> **PROVIDED TEXT**:
———

On November 10, 1988, Col. Al Whitley was relaxing in front of the television with his wife, Ann, after a long day at Nellis AFB, Nev. On the evening news, the network’s anchor was running down the lead stories. The Pentagon, he reported, had officially confirmed the existence of a supersecret squadron of “stealth” aircraft based in Nevada.
Suddenly, Colonel Whitley wasn’t relaxing anymore.
As a blurry photo of the exotic F-117A appeared on the screen and the news anchor recalled previous reports of an aircraft that had been the subject of years of wild media speculation, Whitley began to fidget. His wife was casting increasingly pointed looks in his direction.
Ann Whitley didn’t know that she was sitting next to the first operational Air Force pilot to fly a war-ready F-117A. She could not have guessed that, in about two years, her husband would lead the 37th Fighter Wing into combat in the first sustained wartime test of stealth. All she knew was that, for five years, he left for work early Monday morning and returned Friday afternoon. She understood that she must never ask where he had been. Maybe her children believed that all fathers only appeared for three days at a time.
F-117 pilots like Colonel Whitley called themselves “Night Hawks,” and they led double lives. They came out only at night and could not divulge their true identities even to their families or closest friends. Thus the official confirmation the Whitleys watched on television marked the end of an extraordinary chapter in the fielding of an Air Force weapon system, among the most closely guarded since the development of the atomic bomb. Colonel Whitley had been in on it almost from the beginning, yet even now he could do no more than nod at his wife’s implicit question. Both of them knew there was nothing to say.
Whitley’s participation began in the fall of 1980, with a knock on the door of Room 10 in visiting officers quarters Building 545 at Nellis. Whitley, then a major, was an A-10 instructor at the Fighter Weapons School on base. He had been asked to report to this room at a specific hour. Nothing else was explained.
The door opened a few inches.
“Are you Whitley?”
“Let me see your ID card.”
The door shut. It opened again a few minutes later. “Well, it looks good. I guess you can come in.”
Fly A-7s Again?
In this way was Major Whitley introduced to Col. Bob “Burner” Jackson, a former Thunderbirds pilot on the requirements staff at Hq. Tactical Air Command (TAC), Langley AFB, Va. Colonel Jackson already knew that Whitley had flown F-100s and A-7s in Vietnam and that he was scheduled to leave soon to attend the Army Command and General Staff College at Fort Leavenworth, Kan. Could Whitley postpone school, Jackson wanted to know, and stay at Nellis flying A-7s again?
A host of questions occurred to Whitley. Chief among them: Why in the world would the Air Force want to bring back the A-7, a converted Navy plane well on its way out of the inventory? Colonel Jackson made clear, however, that he was asking all the questions, and Major Whitley would have to come up with his answer before leaving the room. There would be no mulling over the options or talking it over with his wife.

———

> **DATA**:
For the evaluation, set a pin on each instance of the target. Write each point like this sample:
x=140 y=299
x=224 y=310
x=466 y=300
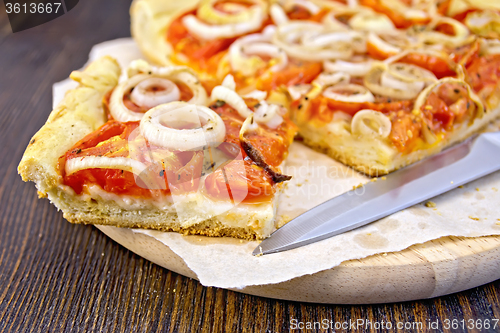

———

> **TO BE DONE**:
1 - Could you repeat the passage from the F-117 text word for word, starting at "The door opened" and ending at "flying A-7s again?"?
2 - How would the account of Colonel Whitley and the F-117 go on from its final sentence? Carry the story forward from that point.

> **EXERCISE RESULTS**:
1 -
The door opened a few inches.
“Are you Whitley?”
“Let me see your ID card.”
The door shut. It opened again a few minutes later. “Well, it looks good. I guess you can come in.”
Fly A-7s Again?
In this way was Major Whitley introduced to Col. Bob “Burner” Jackson, a former Thunderbirds pilot on the requirements staff at Hq. Tactical Air Command (TAC), Langley AFB, Va. Colonel Jackson already knew that Whitley had flown F-100s and A-7s in Vietnam and that he was scheduled to leave soon to attend the Army Command and General Staff College at Fort Leavenworth, Kan. Could Whitley postpone school, Jackson wanted to know, and stay at Nellis flying A-7s again?

2 -
In the end the decision was simple. The Whitleys wouldn’t have to sell their house in Las Vegas, Ann wouldn’t have to quit her job, and Major Whitley wouldn’t have to trade a cockpit for a classroom. “Where do I sign up?” he responded.
The first home for the 4450th Tactical Group (TG), which would become one of the most secretive units in the Air Force, was an isolated corner of Nellis known as the Lake Mead Base, officially designated Nellis Area Two. A handful of officers and enlisted men recruited into the program by early 1981 were told that they were laying the groundwork for a unit whose mission would be to run avionics tests and evaluations for A-7 weapon systems. The A-7s were coming from England AFB, La., which was converting to the A-10. The first order of business was to set up acceptance procedures for the aircraft and develop an A-7 training program.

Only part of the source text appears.